▶ [Task item]
When you reach the line with "Query: green field" in the data below, begin printing lines exactly, and stop once the line with "Where can the sun-lit" has been printed.

[Stored data entries]
=-=-=

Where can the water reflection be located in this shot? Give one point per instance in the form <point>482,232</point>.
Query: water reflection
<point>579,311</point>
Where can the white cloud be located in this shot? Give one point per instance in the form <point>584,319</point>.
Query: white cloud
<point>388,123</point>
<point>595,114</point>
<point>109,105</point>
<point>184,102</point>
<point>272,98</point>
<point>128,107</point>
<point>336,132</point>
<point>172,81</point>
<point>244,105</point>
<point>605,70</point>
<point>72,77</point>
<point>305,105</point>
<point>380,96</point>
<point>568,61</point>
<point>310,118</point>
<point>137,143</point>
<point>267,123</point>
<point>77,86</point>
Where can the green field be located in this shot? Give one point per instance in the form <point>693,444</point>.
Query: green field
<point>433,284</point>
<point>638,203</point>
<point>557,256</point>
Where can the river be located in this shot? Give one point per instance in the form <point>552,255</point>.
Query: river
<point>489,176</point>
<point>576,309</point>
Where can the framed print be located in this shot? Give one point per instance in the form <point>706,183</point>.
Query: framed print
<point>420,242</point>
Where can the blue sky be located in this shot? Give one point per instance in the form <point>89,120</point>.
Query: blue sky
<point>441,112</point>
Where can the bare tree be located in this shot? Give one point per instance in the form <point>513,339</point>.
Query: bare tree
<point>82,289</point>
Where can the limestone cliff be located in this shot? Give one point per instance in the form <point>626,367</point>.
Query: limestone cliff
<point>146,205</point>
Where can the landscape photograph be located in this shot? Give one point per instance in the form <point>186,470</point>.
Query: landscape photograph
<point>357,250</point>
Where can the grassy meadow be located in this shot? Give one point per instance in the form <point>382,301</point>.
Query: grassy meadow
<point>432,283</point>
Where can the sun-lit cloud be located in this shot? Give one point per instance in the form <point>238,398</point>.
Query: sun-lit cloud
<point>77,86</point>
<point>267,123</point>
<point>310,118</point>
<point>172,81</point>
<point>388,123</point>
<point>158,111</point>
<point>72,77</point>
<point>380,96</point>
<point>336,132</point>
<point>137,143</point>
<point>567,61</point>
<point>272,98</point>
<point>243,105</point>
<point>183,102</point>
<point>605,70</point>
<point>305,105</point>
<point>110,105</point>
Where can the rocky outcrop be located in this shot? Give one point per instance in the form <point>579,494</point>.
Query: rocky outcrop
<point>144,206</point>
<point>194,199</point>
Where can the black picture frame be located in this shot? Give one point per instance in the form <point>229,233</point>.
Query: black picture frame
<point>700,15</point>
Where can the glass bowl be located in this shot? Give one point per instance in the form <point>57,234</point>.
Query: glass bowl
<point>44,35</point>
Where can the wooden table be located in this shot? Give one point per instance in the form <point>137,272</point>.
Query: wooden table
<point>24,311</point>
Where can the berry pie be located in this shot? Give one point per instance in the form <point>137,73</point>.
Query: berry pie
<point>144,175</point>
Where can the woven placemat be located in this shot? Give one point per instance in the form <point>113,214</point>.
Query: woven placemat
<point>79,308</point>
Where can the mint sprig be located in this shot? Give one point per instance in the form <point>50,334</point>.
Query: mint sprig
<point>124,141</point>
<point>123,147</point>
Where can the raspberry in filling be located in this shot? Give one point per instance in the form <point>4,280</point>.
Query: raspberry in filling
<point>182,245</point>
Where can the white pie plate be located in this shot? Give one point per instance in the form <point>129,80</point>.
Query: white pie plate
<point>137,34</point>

=-=-=

▶ [Result]
Query: green field
<point>433,284</point>
<point>638,203</point>
<point>557,256</point>
Where can the river be located in this shot? Give one point per instance in the form <point>552,255</point>.
Query: river
<point>489,176</point>
<point>576,309</point>
Where can the framed print be located in this shot? Give one point per instance in the form <point>706,183</point>.
Query: framed print
<point>420,242</point>
Where can the blue sky be located in this shot? Give one point per instance in the form <point>89,120</point>.
Query: blue sky
<point>441,112</point>
Where can the bare tree be located in this shot? Give one point per instance in the form <point>513,339</point>.
Query: bare tree
<point>82,289</point>
Where can the limestone cliff be located in this shot? Give one point per instance in the form <point>626,367</point>.
Query: limestone cliff
<point>146,205</point>
Where can the landscape photograph be located in this shot? Give one point per instance in the form <point>186,470</point>.
Query: landscape photograph
<point>357,250</point>
Where can the grassy meadow be located in this shot? Give one point per instance in the form <point>382,301</point>.
Query: grassy meadow
<point>432,283</point>
Where can the sun-lit cloud be located in this shot? Give one point per instance in the form <point>238,398</point>.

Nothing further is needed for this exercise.